** Given instruction **
Leave out the pictures and copy the remaining records exactly.

** Extracted records **
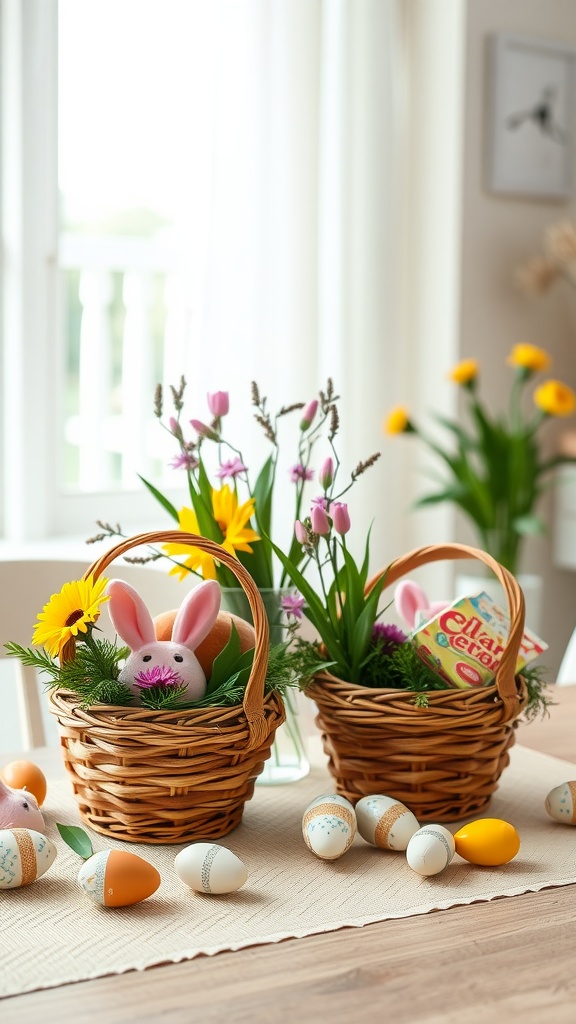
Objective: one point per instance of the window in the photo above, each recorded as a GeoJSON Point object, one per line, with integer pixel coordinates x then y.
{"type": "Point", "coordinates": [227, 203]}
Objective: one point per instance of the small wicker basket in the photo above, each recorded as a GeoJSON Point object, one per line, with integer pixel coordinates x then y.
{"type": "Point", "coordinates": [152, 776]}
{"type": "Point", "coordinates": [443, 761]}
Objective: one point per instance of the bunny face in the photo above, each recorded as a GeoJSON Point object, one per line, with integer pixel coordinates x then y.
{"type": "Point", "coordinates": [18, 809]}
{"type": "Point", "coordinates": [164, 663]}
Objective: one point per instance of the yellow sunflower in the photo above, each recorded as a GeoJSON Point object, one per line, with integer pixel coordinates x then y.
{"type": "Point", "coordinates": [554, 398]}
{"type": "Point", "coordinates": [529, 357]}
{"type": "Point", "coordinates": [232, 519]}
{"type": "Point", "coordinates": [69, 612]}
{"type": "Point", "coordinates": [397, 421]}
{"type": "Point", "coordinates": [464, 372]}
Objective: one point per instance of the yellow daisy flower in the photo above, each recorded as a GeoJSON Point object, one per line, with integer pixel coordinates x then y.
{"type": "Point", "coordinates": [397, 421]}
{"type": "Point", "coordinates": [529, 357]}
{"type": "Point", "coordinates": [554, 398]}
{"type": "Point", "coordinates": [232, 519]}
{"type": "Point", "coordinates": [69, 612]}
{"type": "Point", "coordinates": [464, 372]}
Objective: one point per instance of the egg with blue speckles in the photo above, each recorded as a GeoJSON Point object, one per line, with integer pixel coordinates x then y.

** Answer to the problem **
Objective: one point per instance of the window in the photo above, each recorded as a GeoJSON Point object, one per line, with integer pixel coordinates x then y.
{"type": "Point", "coordinates": [227, 203]}
Objective: one point per instance of the small wicker basket in the photo above, each recorded as a GeoJSON Point object, one per line, with integer pixel coordinates x then y.
{"type": "Point", "coordinates": [152, 776]}
{"type": "Point", "coordinates": [443, 761]}
Objective: one point per instance of the bunny face in the photo above, each recorded as a GeoJSON Point object, one per line, with integer pixel coordinates x then y.
{"type": "Point", "coordinates": [18, 809]}
{"type": "Point", "coordinates": [164, 663]}
Objective: one point per instance of the yellow sunflower in the photo above, each recorded as a GeoJSON Point object, one per line, with integer pixel coordinates x then y.
{"type": "Point", "coordinates": [554, 398]}
{"type": "Point", "coordinates": [529, 357]}
{"type": "Point", "coordinates": [232, 519]}
{"type": "Point", "coordinates": [69, 612]}
{"type": "Point", "coordinates": [397, 421]}
{"type": "Point", "coordinates": [464, 372]}
Objective: one point per instance of the yellow daisy flower in the photo above, each recorded as a GeoJSON Point object, one per line, with integer pixel coordinates x then y.
{"type": "Point", "coordinates": [397, 421]}
{"type": "Point", "coordinates": [529, 357]}
{"type": "Point", "coordinates": [554, 398]}
{"type": "Point", "coordinates": [232, 519]}
{"type": "Point", "coordinates": [69, 612]}
{"type": "Point", "coordinates": [464, 372]}
Objective: one point per instance of the egg with blue speckles in the photo above, each recorded as a GeoJSON Point object, one per line, with integer pixel coordinates x then y.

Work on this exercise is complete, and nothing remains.